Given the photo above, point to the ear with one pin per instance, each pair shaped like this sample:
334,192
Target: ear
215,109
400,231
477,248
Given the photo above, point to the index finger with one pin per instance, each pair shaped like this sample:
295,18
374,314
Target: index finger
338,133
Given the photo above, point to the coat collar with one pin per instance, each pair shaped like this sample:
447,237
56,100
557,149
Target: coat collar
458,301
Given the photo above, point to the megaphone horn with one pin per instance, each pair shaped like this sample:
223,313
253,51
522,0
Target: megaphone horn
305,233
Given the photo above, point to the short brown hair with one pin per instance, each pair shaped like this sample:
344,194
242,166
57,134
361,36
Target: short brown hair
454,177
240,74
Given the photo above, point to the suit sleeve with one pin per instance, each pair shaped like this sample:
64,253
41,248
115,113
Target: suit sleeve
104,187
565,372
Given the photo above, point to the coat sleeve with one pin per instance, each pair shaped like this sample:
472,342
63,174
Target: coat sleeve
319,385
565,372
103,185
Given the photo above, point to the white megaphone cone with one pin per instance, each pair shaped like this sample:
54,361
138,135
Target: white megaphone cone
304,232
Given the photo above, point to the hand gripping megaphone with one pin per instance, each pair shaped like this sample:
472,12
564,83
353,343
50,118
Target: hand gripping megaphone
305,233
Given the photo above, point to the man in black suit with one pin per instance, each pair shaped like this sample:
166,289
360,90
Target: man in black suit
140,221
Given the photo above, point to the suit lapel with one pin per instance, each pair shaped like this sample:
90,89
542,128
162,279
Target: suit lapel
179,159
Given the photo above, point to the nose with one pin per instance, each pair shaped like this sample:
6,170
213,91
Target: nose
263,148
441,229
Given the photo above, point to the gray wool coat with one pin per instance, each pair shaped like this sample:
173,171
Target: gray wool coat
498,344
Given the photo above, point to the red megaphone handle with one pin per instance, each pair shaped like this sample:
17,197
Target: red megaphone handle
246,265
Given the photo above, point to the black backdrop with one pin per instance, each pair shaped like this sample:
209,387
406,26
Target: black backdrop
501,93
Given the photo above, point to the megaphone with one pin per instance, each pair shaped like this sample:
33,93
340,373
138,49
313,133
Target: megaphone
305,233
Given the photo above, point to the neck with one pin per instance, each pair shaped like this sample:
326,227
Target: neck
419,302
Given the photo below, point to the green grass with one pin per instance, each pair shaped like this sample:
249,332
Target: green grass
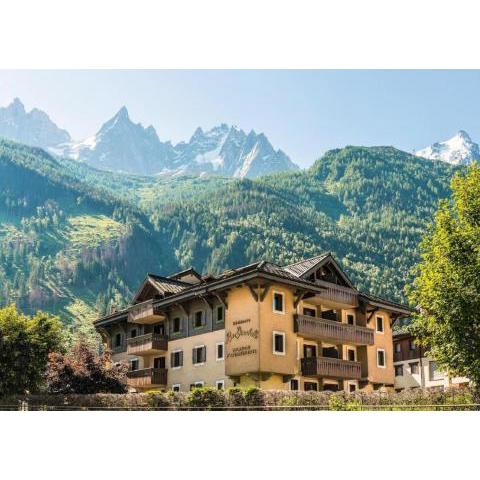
91,230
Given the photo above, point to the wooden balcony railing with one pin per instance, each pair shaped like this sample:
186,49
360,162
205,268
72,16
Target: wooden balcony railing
331,368
147,377
147,344
144,313
330,330
337,294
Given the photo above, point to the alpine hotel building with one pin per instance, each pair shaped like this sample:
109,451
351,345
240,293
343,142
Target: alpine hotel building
300,327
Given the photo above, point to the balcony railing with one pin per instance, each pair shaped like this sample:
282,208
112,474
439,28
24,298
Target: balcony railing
147,344
144,313
332,331
147,377
337,294
331,368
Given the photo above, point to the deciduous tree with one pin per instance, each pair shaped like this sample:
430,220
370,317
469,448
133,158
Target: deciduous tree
447,287
82,370
25,343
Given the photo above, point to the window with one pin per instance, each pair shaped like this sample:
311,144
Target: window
219,351
435,374
310,312
198,321
278,302
199,355
278,343
176,359
134,364
159,362
310,386
196,385
220,314
177,325
379,324
159,329
381,358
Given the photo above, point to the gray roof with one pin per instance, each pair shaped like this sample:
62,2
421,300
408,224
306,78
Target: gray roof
300,268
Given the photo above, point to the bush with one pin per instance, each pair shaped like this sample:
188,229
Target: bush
235,398
206,398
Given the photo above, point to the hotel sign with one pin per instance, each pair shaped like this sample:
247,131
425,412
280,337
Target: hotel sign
242,333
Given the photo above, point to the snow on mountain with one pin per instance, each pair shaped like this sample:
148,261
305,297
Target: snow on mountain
459,150
124,146
121,145
33,128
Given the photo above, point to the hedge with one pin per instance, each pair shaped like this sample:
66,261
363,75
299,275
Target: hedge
252,399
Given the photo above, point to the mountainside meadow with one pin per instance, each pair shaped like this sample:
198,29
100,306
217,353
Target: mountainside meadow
75,240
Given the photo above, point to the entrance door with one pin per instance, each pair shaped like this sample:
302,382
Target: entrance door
159,362
309,351
330,352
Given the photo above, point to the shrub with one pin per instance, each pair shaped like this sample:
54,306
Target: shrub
206,397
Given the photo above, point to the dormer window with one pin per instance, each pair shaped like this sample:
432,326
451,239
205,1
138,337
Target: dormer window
278,302
198,321
177,325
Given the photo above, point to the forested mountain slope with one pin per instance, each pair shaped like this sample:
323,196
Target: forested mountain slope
64,245
74,240
368,206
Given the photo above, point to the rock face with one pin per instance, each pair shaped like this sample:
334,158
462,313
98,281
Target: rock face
459,150
32,128
124,146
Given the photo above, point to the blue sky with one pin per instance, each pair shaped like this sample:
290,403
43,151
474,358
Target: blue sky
303,112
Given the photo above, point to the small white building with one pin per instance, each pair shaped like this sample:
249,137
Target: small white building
414,370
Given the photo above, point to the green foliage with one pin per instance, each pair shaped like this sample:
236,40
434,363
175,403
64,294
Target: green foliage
68,233
25,344
83,371
206,398
235,399
369,206
447,286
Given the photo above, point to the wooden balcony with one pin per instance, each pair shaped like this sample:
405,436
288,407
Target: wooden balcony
332,331
144,313
148,344
331,368
147,377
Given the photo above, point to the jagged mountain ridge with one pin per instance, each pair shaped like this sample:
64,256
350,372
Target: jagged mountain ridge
458,150
32,128
121,145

TASK TO COMPLETE - Quote every entry exactly, with the pictures omitted.

ANSWER TO THE PROBLEM -
Given the photo above, point to the ear with one pin per instance, each pair shaped like this sample:
334,192
Target: ear
215,109
400,231
477,248
Given the photo above, point to the index finger with one pin per instance, each pair shaped like this sample:
295,18
374,314
Target: index finger
338,133
Given the photo above, point to the coat collar with one pin per instance, each pair shaped like this sample:
447,237
56,100
557,149
Target: coat collar
458,301
Given the photo above, point to the megaphone horn with one pin per instance, each pair shaped like this sample:
223,313
253,51
522,0
Target: megaphone horn
305,233
Given the photo above, point to the short brown hair with one pin per instance, each pair shaped like this sample:
344,194
242,166
57,134
361,36
Target: short brown hair
454,177
240,74
Given the photo above, point to the suit sleeve with one pin per instance, each pair shaped like this sample:
64,253
41,248
115,113
Target: suit sleeve
104,187
565,372
Given the photo above, point to the coat sleeve with one pin per instance, each pair shaped like this sample:
472,342
63,174
Target: coat sleeve
319,385
565,372
103,185
Given the photo above, point to the white megaphone cone with one pin per instance, each pair shaped like this sample:
54,361
138,135
Target: white megaphone cone
304,232
Given the photo above, point to the hand gripping megaphone with one pin per instance, each pair shaped like this sample:
472,12
564,83
353,343
50,118
Target: hand gripping megaphone
305,233
Given the photo above, point to the man in black suit with one pin per instance, each pair shaped like this sample:
166,289
360,90
Target: man in black suit
140,221
Given the photo above, point to the suit lapel with one pin per instance, each pair shaped like this sample:
90,89
542,128
162,279
Target: suit lapel
179,159
Given the photo above, point to the nose with one pin per instance, each pair shaped like this sample:
6,170
213,91
Target: nose
263,148
441,229
Given the photo above, point to the gray wool coat with one pin per instance, each pair shaped like this sample:
173,171
Target: gray wool coat
498,344
Given the photo above, point to the red megaphone handle with one pin per instance, each pair shaped like this sample:
17,197
Target: red megaphone handle
246,265
Given the photo above, point to the black backdrop with one pin per instance, each pair shaped like this sample:
209,387
406,26
Target: black backdrop
501,93
Given the photo above, point to the megaphone with one pin per instance, each pair shaped like this sample:
33,93
340,373
138,49
313,133
Target: megaphone
305,233
Given the photo above, point to the neck with one pin per instance, each pair shaped like this sample:
326,227
Target: neck
419,302
Given the photo below, point to the green grass with one pin per instance, each pair shaped like this sample:
249,332
Target: green grass
91,230
Given the photo above, point to the wooden balcony railing with one pin per instance, each pair shaped like this sample:
186,49
360,162
205,268
72,16
Target: wooden balcony railing
331,368
147,377
147,344
144,313
330,330
337,294
Given the photo above, point to the alpine hotel building with one pin per instance, each pair shaped like this sample:
109,451
351,345
240,293
343,142
Target: alpine hotel building
300,327
Given the photo above, point to the balcony railing with one pin per instance, each pair shaped like this sample:
282,208
112,474
439,28
24,298
Target: balcony railing
147,344
144,313
332,331
147,377
337,294
331,368
Given the photo above, point to the deciduous tree with one pin per instance, each pair shaped like this sample:
430,220
370,317
469,448
133,158
Target: deciduous tree
447,287
82,370
25,343
Given the photo above, point to the window with one pin per instance, each pair shaped like this sample:
311,144
Target: window
219,351
435,374
310,312
198,321
278,302
199,355
278,343
176,359
134,364
159,362
310,386
196,385
220,314
177,325
379,324
159,329
381,358
Given the photo above, point to the gray roof with one pin per instance, each pair shaped like this sample:
62,2
421,300
408,224
306,78
Target: gray roof
300,268
Given the photo above, point to the bush with one pin per instance, each pair shaped like this sample:
188,229
Target: bush
235,398
206,398
Given the photo above, point to the hotel sign with one pin per instance, each pair shaped like this sample:
247,131
425,412
280,337
Target: hotel sign
242,333
Given the photo above, point to the snow on mountain with one pin per instance, each pair shaped like this sample:
148,261
305,297
Target: snow on mountain
459,150
124,146
121,145
33,128
Given the photo above, point to the hedge with one pin per instance, each pair shaped like this sample:
66,261
363,75
299,275
Target: hedge
252,399
Given the photo above, point to the mountainside meadow with one pin per instance, each pair shaped like this sample:
198,29
100,306
217,353
Target: mountainside meadow
75,240
Given the photo above, point to the entrance door with one pin per instance, each pair shaped like this sample:
302,382
Target: entrance door
159,362
309,351
330,352
Given the photo above, point to the shrub with one pin per instance, each pair shaped like this sample:
54,306
Target: shrub
206,397
Given the photo above, point to the dormer window with one pin per instance, each pair shaped like this sample:
432,326
451,239
205,1
138,337
Target: dormer window
278,302
198,321
177,325
Given the photo above, point to the forested mountain slope with one pin per instance, each pair shaped like this sample:
323,196
Target: forested mountain slope
64,245
74,240
368,206
Given the photo above, point to the rock face with one pin per instance, each pair shaped like this sample:
334,158
462,313
98,281
Target: rock face
459,150
32,128
124,146
Given the photo above, point to the blue sky with one pin per instance, each pair shaped like this sample:
290,403
43,151
474,358
Target: blue sky
303,112
Given the photo above, point to the small white building with one pin per instance, each pair shaped like this sample:
249,137
Target: small white building
414,370
Given the photo above, point to the green foliage with one pin per instance, each pair shaped like this sample:
236,40
434,363
175,403
64,294
Target: green foliage
68,233
25,344
83,371
206,398
235,399
369,206
447,286
Given the photo above, point to the wooden balcony with one pin per instance, each pair shaped like this sample:
405,436
288,407
Target: wooden balcony
332,331
144,313
148,344
331,368
147,377
Given the photo above, point to the jagged mountain ridge with one pin per instance, each pair shaped like this sample:
64,256
350,372
Target: jagged mountain ridge
458,150
32,128
121,145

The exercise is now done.